[Point localization data]
- - -
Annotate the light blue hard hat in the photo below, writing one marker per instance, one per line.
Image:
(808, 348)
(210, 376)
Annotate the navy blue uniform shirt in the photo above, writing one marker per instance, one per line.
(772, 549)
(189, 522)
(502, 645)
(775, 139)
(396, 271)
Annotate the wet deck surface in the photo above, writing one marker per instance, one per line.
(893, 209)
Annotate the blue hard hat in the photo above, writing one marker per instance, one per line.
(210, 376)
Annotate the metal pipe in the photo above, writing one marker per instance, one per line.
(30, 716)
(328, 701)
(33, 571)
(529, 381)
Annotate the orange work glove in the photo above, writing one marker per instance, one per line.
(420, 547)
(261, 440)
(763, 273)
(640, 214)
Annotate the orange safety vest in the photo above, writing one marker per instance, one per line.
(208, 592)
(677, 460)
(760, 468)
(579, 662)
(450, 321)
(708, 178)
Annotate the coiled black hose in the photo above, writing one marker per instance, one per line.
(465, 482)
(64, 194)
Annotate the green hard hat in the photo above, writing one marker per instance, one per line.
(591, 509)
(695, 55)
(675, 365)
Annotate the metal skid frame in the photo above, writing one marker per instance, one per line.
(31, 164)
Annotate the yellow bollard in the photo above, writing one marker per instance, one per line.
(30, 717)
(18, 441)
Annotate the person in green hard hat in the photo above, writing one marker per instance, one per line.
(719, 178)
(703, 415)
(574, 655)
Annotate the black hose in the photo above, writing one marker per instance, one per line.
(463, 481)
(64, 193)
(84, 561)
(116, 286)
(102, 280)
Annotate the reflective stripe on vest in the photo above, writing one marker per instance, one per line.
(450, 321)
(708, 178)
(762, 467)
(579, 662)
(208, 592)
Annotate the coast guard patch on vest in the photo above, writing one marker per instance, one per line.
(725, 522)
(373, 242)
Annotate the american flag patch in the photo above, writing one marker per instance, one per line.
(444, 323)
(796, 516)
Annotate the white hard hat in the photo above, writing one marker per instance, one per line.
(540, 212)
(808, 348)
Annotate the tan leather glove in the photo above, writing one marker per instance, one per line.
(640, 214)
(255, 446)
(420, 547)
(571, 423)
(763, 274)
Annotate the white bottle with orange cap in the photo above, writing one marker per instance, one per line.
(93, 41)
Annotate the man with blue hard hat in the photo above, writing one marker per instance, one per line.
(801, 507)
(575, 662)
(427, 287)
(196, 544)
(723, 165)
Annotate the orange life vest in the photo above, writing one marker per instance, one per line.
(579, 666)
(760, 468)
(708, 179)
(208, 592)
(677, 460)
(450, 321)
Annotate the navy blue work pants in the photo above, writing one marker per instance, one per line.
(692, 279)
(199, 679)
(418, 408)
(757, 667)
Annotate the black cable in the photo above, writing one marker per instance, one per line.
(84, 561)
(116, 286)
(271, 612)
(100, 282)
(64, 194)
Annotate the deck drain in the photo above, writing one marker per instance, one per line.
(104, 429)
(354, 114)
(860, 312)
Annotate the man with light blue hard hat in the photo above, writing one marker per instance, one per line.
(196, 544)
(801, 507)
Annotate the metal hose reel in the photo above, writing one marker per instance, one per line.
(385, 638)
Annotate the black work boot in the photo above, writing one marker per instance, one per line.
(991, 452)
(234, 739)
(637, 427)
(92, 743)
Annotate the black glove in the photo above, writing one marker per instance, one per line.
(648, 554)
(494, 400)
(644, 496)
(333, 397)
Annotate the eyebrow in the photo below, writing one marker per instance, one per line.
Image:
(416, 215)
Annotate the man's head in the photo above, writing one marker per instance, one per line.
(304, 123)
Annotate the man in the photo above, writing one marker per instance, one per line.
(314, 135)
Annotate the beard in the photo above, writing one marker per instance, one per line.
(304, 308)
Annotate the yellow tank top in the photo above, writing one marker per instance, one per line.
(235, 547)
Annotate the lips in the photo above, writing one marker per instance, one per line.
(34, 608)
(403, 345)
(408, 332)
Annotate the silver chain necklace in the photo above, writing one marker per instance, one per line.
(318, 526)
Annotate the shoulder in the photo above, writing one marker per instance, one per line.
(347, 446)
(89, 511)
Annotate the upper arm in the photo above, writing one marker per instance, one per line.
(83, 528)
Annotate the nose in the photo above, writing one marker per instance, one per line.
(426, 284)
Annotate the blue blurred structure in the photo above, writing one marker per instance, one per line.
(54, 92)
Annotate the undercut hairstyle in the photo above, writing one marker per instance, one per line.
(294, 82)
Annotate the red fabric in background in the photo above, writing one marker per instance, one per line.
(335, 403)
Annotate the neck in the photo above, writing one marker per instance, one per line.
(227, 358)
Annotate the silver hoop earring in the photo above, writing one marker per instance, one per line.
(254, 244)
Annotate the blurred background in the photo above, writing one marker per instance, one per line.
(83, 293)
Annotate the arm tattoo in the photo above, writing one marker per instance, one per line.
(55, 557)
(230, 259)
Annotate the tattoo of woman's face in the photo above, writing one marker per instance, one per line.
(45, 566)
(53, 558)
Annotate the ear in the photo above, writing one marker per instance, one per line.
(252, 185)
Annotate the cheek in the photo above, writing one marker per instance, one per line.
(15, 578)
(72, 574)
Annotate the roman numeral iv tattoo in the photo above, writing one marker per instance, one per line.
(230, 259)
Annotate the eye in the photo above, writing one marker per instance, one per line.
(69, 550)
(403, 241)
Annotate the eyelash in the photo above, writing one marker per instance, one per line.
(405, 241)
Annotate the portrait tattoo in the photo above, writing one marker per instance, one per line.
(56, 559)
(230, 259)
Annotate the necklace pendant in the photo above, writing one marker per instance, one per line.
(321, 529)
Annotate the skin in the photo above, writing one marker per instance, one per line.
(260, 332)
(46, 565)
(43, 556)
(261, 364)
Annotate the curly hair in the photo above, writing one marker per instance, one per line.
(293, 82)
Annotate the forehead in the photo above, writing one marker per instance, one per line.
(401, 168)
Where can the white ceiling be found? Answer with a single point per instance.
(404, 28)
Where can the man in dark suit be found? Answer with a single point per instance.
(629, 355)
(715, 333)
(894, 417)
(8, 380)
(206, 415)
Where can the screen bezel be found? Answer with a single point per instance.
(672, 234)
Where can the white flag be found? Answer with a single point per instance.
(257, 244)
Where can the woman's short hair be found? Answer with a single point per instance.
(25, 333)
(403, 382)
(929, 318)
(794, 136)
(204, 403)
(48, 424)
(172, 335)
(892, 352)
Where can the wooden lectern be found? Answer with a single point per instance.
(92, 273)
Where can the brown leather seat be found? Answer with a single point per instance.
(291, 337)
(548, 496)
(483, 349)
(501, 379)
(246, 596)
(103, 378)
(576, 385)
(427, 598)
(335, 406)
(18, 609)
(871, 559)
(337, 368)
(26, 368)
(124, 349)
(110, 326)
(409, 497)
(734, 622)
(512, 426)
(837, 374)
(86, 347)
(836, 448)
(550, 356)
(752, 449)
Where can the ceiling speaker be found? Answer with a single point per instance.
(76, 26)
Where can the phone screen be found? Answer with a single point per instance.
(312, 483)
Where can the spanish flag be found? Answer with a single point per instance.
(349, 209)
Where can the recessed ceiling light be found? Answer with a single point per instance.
- - -
**Exercise directions**
Write the records above out again, exactly as they are.

**Solution below**
Annotate the light blue hard hat in the photo below, writing one marker per instance, one per line.
Image:
(808, 348)
(210, 376)
Annotate the navy blue uniform shirt in the photo above, writing one marker per instance, one per line.
(772, 549)
(189, 522)
(502, 645)
(775, 139)
(396, 271)
Annotate the wet deck surface in the photo above, writing one marker per instance, one per line.
(893, 209)
Annotate the blue hard hat in the photo above, writing one marker per instance, one per line.
(210, 376)
Annotate the metal pipe in the photo above, writing one marker per instance, one per line.
(30, 716)
(328, 701)
(33, 571)
(529, 381)
Annotate the orange work glove in the photo above, writing one marker per instance, one per line.
(420, 547)
(261, 440)
(763, 273)
(640, 214)
Annotate the orange safety vest in the photo above, writing one marker per instance, one per line.
(208, 592)
(677, 460)
(760, 468)
(579, 662)
(450, 321)
(708, 178)
Annotate the coiled black hose in the photo above, writing one marker per instance, one per line.
(465, 482)
(64, 194)
Annotate the green hard hat in the photo above, writing one marker per instance, one per line.
(591, 509)
(695, 55)
(675, 365)
Annotate the metal skid frame in the photo above, writing one marker per instance, one per line.
(31, 164)
Annotate the yellow bollard in the photo above, writing one marker per instance, one per line.
(30, 717)
(18, 441)
Annotate the person in green hard hat in the photo above, writing one marker per instance, one per line.
(719, 178)
(703, 415)
(574, 655)
Annotate the black hose in the photo above, writing one marker per instance, one per line.
(463, 481)
(64, 193)
(84, 561)
(116, 286)
(102, 280)
Annotate the reflective stripe on vest in the photo above, writing one marker per instance, one per line.
(450, 321)
(708, 178)
(762, 467)
(579, 662)
(208, 592)
Annotate the coast guard patch on vest in the photo above, writing one marker per instance, one per line.
(725, 522)
(373, 242)
Annotate the american flag patch in the photo above, writing one marker per instance, one per line.
(444, 323)
(796, 516)
Annotate the white hard hat in the photo above, writing one marker per instance, one per line.
(540, 212)
(808, 348)
Annotate the tan leather glove in the photo above, writing one marker per instance, one per line.
(640, 214)
(255, 446)
(420, 547)
(571, 423)
(763, 274)
Annotate the white bottle with orange cap in the photo above, writing one marker per instance, one per line.
(93, 41)
Annotate the man with blue hard hat in the photo above, writing one marker per instance, one per line.
(801, 507)
(575, 662)
(427, 287)
(196, 544)
(723, 165)
Annotate the orange life vest in the photo above, writing one marker per instance, one per line.
(579, 666)
(760, 468)
(708, 179)
(208, 592)
(677, 460)
(450, 321)
Annotate the navy blue work pants in the photo above, writing one marker per instance, one per line.
(692, 279)
(199, 679)
(418, 408)
(757, 667)
Annotate the black cable in the photo above, writing one marker per instance, one per line.
(84, 561)
(116, 286)
(271, 612)
(100, 282)
(64, 194)
Annotate the deck drain in the photo above, writing one marker per instance, one per line.
(104, 429)
(354, 114)
(860, 312)
Annotate the man with light blue hard hat in the photo above, writing one marker per instance, one per line.
(196, 544)
(801, 507)
Annotate the metal hose reel in the photo above, writing one marker per instance, one per line.
(385, 638)
Annotate the black work boot in the photo above, writing one marker per instance, one per line.
(991, 452)
(234, 739)
(637, 427)
(92, 743)
Annotate the black glove in the photo above, writing one marker per instance, one per line.
(648, 554)
(494, 400)
(644, 496)
(333, 397)
Annotate the eyebrow in the photo below, writing one marker per instance, one per line.
Image:
(416, 215)
Annotate the man's head in the photo above, writing one marker per instance, one per line.
(304, 123)
Annotate the man in the photo above, writing one marker per instance, one per line.
(314, 135)
Annotate the beard in the photo above, writing one marker per instance, one per line.
(304, 308)
Annotate the yellow tank top in the photo above, writing one marker per instance, one per line.
(235, 547)
Annotate the lips in the photo above, writing one marker per instance, one per line.
(34, 608)
(403, 345)
(408, 332)
Annotate the silver chain necklace in the photo above, writing one marker per instance, one per line.
(318, 526)
Annotate the shoulder in the photo above, writing one marker per instance, one per line.
(347, 446)
(89, 511)
Annotate the upper arm in the photo above, writing one marker per instance, one per line.
(83, 528)
Annotate the nose in the photo above, writing one marker per instance, one per line.
(426, 284)
Annotate the blue blurred structure in the photo above, writing one marker per instance, one per line.
(54, 92)
Annotate the undercut hairstyle in the photo above, writing one marker per instance, one per line.
(294, 82)
Annotate the red fabric in background in the photo above, writing one marker per instance, one per line.
(335, 403)
Annotate the neck in the photo above, writing one marker per instance, one per line.
(227, 358)
Annotate the silver hoop earring in the photo above, writing one marker per instance, one per line.
(254, 244)
Annotate the blurred background in the photo above, writing one marker per instance, one per line.
(83, 293)
Annotate the arm tattoo in the photo above, writing one marker per instance, one per line.
(55, 557)
(230, 259)
Annotate the tattoo of woman's face in the photo above, writing one marker per instance, one per line.
(45, 566)
(53, 558)
Annotate the ear in the photo above, writing one marker per instance, one per line.
(252, 185)
Annotate the cheek in the photo above, writing one marker per instance, one per line.
(15, 578)
(72, 574)
Annotate the roman numeral iv tattoo in the photo above, writing one marker per instance, one per line.
(230, 259)
Annotate the eye in the photo above, writing one marker per instance, one per line.
(69, 550)
(403, 241)
Annotate the eyelash in the photo above, writing one marker per instance, one per line.
(405, 241)
Annotate the portrait tattoo in the photo above, writing one marker per instance, one per line.
(56, 559)
(230, 259)
Annotate the necklace pendant in the photo above, writing one marker per instance, one per line.
(321, 529)
Annotate the skin in the photo above, writing one marker per instance, one per line.
(260, 332)
(46, 565)
(43, 556)
(261, 364)
Annotate the curly hair in the photo above, writing one marker per instance, one per line.
(293, 82)
Annotate the forehead in the photo above, writing one marker per instance, one per line.
(401, 168)
Where can the white ceiling be found? Answer with a single point per instance.
(404, 28)
Where can the man in dark suit be found? Answer with a single point per instance.
(629, 355)
(715, 333)
(894, 417)
(8, 380)
(206, 415)
Where can the screen bezel be found? Answer with a single point per instance.
(672, 234)
Where can the white flag be found? Answer with a single point per instance.
(257, 244)
Where can the woman's short hair be found? Answer with a single point per instance.
(25, 333)
(403, 382)
(929, 318)
(794, 136)
(204, 403)
(48, 424)
(172, 335)
(892, 352)
Where can the wooden lectern be found? Answer with a single point per instance.
(92, 273)
Where can the brown leather seat be found? Answer with a single point per instance.
(291, 337)
(548, 496)
(483, 349)
(501, 379)
(246, 596)
(103, 378)
(576, 385)
(427, 598)
(335, 406)
(18, 609)
(871, 559)
(337, 368)
(26, 368)
(124, 349)
(110, 326)
(409, 497)
(734, 622)
(512, 426)
(837, 374)
(86, 347)
(836, 448)
(550, 356)
(752, 449)
Where can the ceiling speaker be found? Answer with a single point per instance.
(76, 26)
Where can the phone screen be found? Answer with a single point per instance.
(312, 483)
Where can the spanish flag be found? Answer with a single point per instance.
(349, 209)
Where can the recessed ceiling light be found? Answer with a single point per instance.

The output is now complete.